[Records from a data collection]

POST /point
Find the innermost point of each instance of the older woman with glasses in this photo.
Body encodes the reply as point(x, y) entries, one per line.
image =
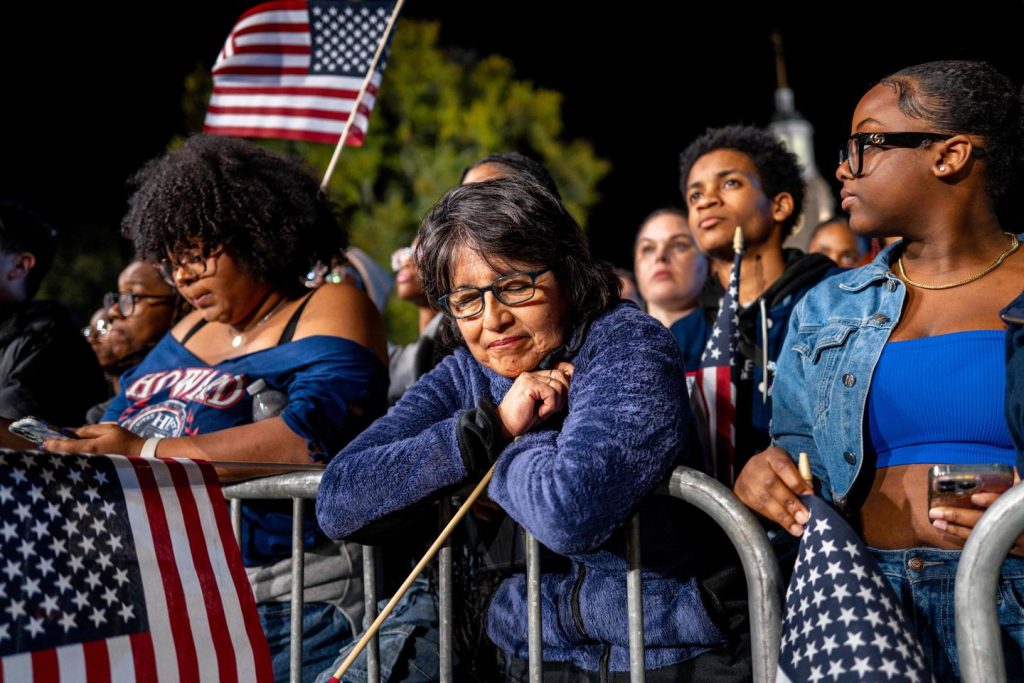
point(902, 365)
point(237, 228)
point(581, 401)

▸ **THE PROBLEM**: Every line from the one containing "Find the innermost" through the last line of the data is to be retyped exactly, with nothing added and no pictures included.

▸ **TASK OUTPUT**:
Find the innermost point of each instance of the older woman with glasses in this photo.
Body encodes the reply as point(x, y) entries, one per line.
image =
point(902, 365)
point(237, 228)
point(581, 401)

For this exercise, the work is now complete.